(Dataset entries)
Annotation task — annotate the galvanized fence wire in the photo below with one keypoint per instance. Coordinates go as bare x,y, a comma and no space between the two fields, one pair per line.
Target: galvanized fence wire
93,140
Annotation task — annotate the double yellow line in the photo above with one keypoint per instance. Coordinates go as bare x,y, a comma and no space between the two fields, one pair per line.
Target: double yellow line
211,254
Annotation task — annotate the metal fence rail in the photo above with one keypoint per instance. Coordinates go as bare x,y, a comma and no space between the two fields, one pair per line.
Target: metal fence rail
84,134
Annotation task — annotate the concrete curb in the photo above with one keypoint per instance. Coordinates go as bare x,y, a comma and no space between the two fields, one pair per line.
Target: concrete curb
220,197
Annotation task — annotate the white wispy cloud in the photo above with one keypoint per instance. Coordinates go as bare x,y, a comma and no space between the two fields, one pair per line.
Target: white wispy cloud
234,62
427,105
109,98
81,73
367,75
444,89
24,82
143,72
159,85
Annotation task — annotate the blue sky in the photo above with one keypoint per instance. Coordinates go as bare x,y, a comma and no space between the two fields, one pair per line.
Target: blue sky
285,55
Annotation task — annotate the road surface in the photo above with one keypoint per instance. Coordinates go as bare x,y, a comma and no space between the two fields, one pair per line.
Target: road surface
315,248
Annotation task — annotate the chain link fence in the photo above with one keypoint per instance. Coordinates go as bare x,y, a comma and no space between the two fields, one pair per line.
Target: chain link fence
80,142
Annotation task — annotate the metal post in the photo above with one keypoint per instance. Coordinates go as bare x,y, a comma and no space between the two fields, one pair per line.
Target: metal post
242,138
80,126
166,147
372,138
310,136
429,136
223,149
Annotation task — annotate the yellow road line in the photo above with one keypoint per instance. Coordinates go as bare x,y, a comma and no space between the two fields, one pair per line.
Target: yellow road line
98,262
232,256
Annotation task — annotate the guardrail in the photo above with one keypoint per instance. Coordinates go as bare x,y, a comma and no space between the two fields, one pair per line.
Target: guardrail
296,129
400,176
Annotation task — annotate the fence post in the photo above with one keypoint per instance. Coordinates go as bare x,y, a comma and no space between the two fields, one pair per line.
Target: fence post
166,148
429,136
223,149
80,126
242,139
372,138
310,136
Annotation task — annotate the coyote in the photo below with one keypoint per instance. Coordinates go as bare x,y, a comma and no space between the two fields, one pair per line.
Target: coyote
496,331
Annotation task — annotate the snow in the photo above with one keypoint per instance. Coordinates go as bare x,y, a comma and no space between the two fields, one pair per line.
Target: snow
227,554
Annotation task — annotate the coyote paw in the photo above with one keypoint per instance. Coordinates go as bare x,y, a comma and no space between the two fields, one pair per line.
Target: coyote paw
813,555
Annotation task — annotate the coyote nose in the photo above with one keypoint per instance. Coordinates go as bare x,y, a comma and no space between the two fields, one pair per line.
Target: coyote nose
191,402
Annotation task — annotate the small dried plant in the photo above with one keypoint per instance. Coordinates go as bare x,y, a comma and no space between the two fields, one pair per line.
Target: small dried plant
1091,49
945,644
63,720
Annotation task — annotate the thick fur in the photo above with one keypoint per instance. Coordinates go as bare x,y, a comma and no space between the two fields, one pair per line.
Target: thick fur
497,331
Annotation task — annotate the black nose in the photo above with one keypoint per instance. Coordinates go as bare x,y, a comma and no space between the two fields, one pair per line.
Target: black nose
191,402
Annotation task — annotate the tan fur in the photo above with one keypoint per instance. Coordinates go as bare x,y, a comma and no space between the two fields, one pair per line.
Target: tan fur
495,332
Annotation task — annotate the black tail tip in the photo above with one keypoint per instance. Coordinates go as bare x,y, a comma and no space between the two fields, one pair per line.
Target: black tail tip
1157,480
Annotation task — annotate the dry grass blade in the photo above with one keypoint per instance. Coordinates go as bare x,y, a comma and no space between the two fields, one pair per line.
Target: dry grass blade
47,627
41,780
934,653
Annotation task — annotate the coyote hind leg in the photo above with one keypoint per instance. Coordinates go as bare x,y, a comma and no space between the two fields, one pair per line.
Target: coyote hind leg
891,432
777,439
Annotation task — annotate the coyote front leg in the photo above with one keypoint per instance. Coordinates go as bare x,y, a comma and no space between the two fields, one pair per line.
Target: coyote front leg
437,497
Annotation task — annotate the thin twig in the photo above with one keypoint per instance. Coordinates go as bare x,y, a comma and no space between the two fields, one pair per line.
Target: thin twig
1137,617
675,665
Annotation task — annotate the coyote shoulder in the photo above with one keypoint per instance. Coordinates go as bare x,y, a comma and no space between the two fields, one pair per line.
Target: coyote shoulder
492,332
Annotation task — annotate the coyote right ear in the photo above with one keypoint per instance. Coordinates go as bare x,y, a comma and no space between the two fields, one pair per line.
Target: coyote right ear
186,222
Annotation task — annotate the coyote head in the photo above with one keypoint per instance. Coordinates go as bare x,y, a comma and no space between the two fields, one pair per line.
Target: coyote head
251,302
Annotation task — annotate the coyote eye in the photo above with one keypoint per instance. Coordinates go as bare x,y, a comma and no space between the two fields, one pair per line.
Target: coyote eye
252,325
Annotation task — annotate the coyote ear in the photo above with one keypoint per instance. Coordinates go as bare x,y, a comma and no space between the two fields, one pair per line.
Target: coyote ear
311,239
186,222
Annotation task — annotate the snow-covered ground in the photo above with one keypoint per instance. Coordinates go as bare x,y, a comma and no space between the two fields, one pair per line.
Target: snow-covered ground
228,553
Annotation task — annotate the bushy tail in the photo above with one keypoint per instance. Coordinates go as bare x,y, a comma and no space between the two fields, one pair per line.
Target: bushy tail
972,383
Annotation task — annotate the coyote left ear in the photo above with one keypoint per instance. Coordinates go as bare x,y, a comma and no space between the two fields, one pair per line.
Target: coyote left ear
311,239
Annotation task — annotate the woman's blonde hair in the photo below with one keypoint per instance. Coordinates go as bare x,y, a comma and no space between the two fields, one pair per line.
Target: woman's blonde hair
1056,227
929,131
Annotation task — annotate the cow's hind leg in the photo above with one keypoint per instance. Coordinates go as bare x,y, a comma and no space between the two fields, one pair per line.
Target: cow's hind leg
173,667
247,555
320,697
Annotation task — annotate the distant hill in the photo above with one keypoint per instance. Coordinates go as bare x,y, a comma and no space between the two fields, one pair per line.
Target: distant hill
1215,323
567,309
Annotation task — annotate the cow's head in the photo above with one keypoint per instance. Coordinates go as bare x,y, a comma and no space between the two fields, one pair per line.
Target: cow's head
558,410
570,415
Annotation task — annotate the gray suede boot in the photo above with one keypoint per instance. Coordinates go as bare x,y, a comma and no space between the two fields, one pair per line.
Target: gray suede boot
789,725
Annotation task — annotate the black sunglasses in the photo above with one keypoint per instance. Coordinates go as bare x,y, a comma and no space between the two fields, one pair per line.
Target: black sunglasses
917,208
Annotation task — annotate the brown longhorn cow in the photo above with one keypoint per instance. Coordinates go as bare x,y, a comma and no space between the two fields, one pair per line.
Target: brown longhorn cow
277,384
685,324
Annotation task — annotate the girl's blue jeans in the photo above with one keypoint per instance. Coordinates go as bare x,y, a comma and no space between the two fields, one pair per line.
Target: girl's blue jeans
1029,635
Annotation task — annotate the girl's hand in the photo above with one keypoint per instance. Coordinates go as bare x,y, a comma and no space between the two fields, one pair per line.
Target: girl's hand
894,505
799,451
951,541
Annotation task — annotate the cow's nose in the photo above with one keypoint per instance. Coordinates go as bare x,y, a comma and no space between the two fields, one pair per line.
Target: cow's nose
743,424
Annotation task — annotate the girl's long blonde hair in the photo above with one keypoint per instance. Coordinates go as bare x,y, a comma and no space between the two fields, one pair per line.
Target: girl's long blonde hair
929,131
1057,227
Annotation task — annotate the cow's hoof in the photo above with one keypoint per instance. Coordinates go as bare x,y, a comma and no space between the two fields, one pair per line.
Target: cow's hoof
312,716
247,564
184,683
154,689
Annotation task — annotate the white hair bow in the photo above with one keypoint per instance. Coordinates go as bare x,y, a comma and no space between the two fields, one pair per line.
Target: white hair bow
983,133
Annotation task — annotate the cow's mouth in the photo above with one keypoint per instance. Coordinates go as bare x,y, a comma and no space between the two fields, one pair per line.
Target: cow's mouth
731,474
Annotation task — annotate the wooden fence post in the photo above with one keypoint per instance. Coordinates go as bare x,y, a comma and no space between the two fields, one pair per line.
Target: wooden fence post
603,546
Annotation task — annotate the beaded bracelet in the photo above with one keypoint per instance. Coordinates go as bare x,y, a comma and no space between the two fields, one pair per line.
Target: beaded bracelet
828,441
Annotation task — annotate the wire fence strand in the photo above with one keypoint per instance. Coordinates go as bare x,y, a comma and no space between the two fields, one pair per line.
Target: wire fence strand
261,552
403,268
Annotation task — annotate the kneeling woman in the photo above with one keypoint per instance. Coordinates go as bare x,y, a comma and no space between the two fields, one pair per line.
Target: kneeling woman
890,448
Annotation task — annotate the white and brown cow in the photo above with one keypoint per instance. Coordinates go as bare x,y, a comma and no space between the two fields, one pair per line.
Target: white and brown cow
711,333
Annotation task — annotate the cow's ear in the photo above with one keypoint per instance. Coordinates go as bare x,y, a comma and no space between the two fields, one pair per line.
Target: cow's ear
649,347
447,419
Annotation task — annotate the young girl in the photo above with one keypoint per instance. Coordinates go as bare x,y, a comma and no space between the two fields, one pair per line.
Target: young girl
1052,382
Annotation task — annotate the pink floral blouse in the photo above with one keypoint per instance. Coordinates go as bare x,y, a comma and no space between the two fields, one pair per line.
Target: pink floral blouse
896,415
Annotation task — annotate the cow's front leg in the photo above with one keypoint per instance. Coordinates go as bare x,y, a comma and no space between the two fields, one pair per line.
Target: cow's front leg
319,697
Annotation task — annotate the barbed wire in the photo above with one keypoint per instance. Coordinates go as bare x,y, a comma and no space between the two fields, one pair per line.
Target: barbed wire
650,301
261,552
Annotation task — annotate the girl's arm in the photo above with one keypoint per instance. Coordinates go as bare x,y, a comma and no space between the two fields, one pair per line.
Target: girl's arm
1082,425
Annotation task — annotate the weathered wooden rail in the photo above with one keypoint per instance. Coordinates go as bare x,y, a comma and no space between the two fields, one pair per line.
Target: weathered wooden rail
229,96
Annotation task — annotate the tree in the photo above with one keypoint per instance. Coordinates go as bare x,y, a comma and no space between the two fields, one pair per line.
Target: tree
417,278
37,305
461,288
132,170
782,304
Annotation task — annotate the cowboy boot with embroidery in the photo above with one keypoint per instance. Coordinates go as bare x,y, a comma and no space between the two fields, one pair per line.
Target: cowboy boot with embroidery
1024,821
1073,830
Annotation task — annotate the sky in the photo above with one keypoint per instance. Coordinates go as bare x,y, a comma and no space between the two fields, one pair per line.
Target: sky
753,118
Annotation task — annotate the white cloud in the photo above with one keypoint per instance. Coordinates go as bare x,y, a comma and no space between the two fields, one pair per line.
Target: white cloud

» Directions
For each line above that holds the string "below", provide a copy of that line.

» Task solution
Annotation task — annotate the galvanized fence wire in the photo below with one keypoint per instance. Coordinates go as bare x,y, a comma and no space between the two fields, one pair per line.
Annotation task — annotate the coyote in the photo below with one keypoint per instance. Coordinates go as bare x,y, a comma and no space between the two fields, one pair per line.
Annotation task — annotate the woman's blonde hair in the photo below with one keypoint per instance. Coordinates go as bare x,y, a comma and no space between the two fields, one pair per line.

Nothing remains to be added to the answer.